Zaledwie trzy dni po meczu z Rapidem Wiedeń w Lidze Europy, West Ham rozegra spotkanie z Brentford na London Stadium. Widać, że David Moyes potrafi efektywnie wykorzystać swój skład w tak ciężkim okresie, dokonując wielu zmian.

Moyes jest wyjątkowym menedżerem, który dostaje tylko dobre opinie w prasie

Cóż, jeśli chodzi o biznes, w którym jesteśmy myślę, że trzeba brać dobro ze złem. Miałem dni w których nie było tak dobrze, a było ich wiele. Ale chcę odnieść sukces. Wierzę, że mamy zespół, który może osiągnąć wysoki poziom i wierzę, że poradzę sobie na tym poziomie jako menadżer. Naciskamy i zamierzamy iść coraz mocniej – cały czas staramy się stawać coraz lepsi i nie pozwalamy spaść naszym standardom, ponieważ dobrze sobie radzimy. Chcę, żeby moi zawodnicy wychodzili i atakowali, próbowali strzelać gole i byli naprawdę pozytywnie nastawieni. Myślę, że nasz futbol również się poprawił, z czego jestem zadowolony.

Jak zmieniała się mentalność w West Hamie

To nie zależało wyłącznie ode mnie. Kiedy przyjechałem, powiedziałem, że spróbuję ulepszyć klub, a próbując go zbudować, starałem się zbudować do jego ostatecznego potencjału. Myślę, że zatrudniając kilku kluczowych graczy, (czasami jako menedżer ds. rekrutacji) miałem dużo szczęścia z takimi chłopakami jak Tomas Soucek, Jarrod Bowen i jednym lub dwoma innymi.

POLECENIE.
Pociągnij dalej tekst o West Hamie i Davidzie Moyesie od miejsca, w którym się kończy. Wiersze zamieszczone dalej nie są potrzebne.

DOSTARCZONY MATERIAŁ.
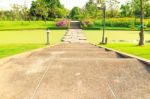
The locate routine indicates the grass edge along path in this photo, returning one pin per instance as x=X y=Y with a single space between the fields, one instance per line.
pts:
x=24 y=43
x=129 y=48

ODPOWIEDŹ PISEMNA.
Wydaje mi się, że mentalność została zmieniona przez niektórych graczy, których sprowadziliśmy. Myślę, że ci gracze, którzy tu byli, musieli zdać sobie sprawę, że rzeczy się zmieniają i albo musisz wejść na pokład, albo nie. A jeśli tego nie zrobisz, przeniesiemy Cię dalej i znajdziemy innych zawodników, którzy przyjdą i dołączą do nas.

Ogólnie myślę, że nastąpiła ogromna zmiana mentalności wśród graczy, ale wiem też, że nadal będziemy czasami przegrywać mecze – to jest wpisane w pracę każdej drużyny i nie ma na to sposobu.

Wcale nie zrażają nas szybkie zmiany między meczami

Naprawdę nie mogę się doczekać kolejnych spotkań. Nasze dotychczasowe występy były dobre – mamy na swoim koncie porażkę z Manchesterem United, ale zaważył na tym rzut karny w 95. minucie – remis był na wyciągnięcie ręki. Pamiętajmy, że graliśmy z jedną z najlepszych drużyn w lidze. Myślę więc, że to są okoliczności łagodzące naszą przegraną.

Chcemy europejskiego futbolu – wiadomo, że wolałbym żeby to była Liga Mistrzów, ale jeśli chodzi o terminarz, wówczas gralibyśmy środa/sobota, a tak – gramy czwartek/niedziela. Przerwy między meczami są jednakowe, więc to nie ma żadnego znaczenia w tym kontekście.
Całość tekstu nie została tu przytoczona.